● **GIVEN TEXT**:

..............................

Fitness Band Sends Kids on Digital Humanitarian Missions

By completing missions through downloadable apps, kids with the fitness band can help feed undernourished kids in the developing world.
AmmunitionUNICEFKidPower03
UNICEF

The United Nations Children's Fund (UNICEF) has made its first foray into hardware, with a wearable fitness tracker it calls the Kid Power Band. But the device, which was designed by San Francisco-based design studio Ammunition, does more than count steps. By completing missions through downloadable apps, kids can actually help feed undernourished kids in the developing world.

Here's how it works. With the Kid Power Band, children go on digital "missions" in other countries. Each mission is like a level in a video game that parents can purchase in the form of individual, $4 apps (on top of the app that comes with the $40 device). Kids can win, or complete, a mission by reaching a certain number of steps, which are recorded by the pedometer in the Kid Power Band. Every time a kid completes a mission, they also unlock a parcel of food for undernourished kids in other parts of the world. The big picture idea: encourage kids in the United States, who need more physical activity, to exercise for the sake of feeding children elsewhere.

Rajesh Anandan, SVP of Strategic Partnerships and UNICEF Ventures, says the Kid Power Band is like a digital extension of UNICEF’s long-running Trick-or-Treat program. That initiative, which began in 1950, encourages trick-or-treating kids to collect donations for their hungry peers in other parts of the world while collecting candy for themselves. Anandan says the Kid Power Band is “more relevant in kids’ lives today,” and that UNICEF is “really focused on connecting kids to impact in a frictionless way”—but that both programs were created to “harness [kids’] intrinsic desire to do good.”

..............................

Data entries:
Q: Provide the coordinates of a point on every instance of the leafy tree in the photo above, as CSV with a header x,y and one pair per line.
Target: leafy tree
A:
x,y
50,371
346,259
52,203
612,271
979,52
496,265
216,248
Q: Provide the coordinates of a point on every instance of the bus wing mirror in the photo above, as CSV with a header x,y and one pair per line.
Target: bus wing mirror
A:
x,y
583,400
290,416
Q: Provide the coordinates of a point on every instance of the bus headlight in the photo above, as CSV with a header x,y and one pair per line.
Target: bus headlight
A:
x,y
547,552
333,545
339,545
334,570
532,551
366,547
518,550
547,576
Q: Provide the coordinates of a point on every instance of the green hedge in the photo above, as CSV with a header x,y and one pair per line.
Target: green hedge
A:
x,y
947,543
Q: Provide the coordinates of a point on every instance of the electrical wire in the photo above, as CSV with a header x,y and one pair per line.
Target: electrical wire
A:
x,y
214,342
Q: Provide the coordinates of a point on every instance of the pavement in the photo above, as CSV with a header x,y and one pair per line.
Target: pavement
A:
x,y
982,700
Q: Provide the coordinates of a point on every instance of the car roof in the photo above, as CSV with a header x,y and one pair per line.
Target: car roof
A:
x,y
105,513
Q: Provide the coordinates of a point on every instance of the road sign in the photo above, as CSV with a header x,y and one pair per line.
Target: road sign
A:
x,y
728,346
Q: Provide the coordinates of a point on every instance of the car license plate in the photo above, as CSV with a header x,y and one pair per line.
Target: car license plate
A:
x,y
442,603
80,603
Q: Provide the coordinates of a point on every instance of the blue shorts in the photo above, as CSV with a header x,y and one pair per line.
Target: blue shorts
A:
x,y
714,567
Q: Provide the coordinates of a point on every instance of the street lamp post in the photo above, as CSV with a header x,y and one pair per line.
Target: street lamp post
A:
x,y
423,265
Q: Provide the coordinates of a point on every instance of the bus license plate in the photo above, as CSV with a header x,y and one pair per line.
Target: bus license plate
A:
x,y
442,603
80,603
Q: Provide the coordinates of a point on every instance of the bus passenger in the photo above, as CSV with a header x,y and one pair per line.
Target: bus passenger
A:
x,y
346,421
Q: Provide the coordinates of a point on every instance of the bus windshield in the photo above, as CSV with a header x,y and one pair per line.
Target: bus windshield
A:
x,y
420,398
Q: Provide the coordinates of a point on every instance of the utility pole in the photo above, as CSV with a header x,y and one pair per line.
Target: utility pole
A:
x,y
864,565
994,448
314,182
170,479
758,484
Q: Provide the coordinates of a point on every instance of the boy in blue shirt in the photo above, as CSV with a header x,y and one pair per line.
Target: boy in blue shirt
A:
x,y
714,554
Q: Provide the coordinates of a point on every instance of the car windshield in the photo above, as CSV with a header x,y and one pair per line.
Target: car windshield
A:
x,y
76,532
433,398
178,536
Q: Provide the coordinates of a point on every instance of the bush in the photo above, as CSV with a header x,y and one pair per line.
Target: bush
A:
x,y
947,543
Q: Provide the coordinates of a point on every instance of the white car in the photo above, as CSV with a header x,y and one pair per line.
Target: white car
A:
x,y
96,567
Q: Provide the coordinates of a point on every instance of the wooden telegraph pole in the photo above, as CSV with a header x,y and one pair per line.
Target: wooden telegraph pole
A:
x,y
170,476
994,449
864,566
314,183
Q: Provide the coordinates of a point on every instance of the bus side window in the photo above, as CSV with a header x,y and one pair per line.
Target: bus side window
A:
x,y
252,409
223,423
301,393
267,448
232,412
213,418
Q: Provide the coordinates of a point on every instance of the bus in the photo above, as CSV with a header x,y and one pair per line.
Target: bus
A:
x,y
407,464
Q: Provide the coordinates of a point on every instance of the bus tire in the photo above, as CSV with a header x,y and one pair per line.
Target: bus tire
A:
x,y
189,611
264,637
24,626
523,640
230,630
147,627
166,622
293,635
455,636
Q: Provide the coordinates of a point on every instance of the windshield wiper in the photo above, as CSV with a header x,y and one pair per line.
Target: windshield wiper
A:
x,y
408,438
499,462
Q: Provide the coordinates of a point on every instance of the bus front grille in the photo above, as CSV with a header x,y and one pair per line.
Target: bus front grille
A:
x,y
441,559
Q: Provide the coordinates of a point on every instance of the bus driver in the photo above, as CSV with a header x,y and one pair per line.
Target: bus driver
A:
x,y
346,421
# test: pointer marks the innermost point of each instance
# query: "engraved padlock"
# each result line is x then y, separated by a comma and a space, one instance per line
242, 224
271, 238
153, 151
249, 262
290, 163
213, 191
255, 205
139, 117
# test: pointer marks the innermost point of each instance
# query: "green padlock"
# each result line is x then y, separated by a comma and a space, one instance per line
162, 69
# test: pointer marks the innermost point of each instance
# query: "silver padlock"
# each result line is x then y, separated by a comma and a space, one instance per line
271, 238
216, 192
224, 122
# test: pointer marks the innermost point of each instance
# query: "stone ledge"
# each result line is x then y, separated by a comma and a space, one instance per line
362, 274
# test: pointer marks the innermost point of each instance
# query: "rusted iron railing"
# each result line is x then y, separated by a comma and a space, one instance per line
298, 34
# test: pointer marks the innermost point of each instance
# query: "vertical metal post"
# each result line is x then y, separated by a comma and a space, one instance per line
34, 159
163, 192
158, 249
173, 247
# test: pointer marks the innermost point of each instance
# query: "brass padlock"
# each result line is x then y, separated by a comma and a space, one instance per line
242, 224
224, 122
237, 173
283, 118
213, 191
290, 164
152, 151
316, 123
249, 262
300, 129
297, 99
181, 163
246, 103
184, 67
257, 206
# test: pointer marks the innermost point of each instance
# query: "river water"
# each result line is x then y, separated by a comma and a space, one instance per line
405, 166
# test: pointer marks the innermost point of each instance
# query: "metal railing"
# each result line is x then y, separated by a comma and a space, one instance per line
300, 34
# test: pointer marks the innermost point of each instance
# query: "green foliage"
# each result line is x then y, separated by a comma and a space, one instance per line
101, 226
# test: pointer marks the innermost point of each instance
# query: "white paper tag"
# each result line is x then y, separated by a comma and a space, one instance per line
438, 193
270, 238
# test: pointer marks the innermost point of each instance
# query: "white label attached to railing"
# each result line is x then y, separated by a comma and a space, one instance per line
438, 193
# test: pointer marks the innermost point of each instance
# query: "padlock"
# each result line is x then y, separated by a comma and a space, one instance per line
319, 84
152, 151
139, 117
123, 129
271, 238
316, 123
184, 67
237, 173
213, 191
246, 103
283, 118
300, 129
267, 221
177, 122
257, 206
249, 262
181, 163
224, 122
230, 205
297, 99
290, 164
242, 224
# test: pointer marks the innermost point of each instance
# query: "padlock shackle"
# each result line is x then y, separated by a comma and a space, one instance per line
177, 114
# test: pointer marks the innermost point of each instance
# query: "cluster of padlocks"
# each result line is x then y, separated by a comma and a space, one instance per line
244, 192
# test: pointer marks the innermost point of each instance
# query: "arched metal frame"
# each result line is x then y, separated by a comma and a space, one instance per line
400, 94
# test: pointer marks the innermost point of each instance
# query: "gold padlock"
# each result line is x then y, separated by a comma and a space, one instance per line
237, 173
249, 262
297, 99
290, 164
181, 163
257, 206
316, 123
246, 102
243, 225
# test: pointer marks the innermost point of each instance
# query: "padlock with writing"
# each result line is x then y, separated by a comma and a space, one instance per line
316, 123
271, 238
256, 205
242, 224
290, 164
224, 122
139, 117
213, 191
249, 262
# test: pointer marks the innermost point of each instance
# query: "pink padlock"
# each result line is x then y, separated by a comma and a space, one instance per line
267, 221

..............................

● **TASK BRIEF**: Reproduce the fitness band article word for word, starting at "The United Nations" and ending at "actually help feed undernourished kids in the developing world.".

● **SOLUTION FOR THIS TASK**:
The United Nations Children's Fund (UNICEF) has made its first foray into hardware, with a wearable fitness tracker it calls the Kid Power Band. But the device, which was designed by San Francisco-based design studio Ammunition, does more than count steps. By completing missions through downloadable apps, kids can actually help feed undernourished kids in the developing world.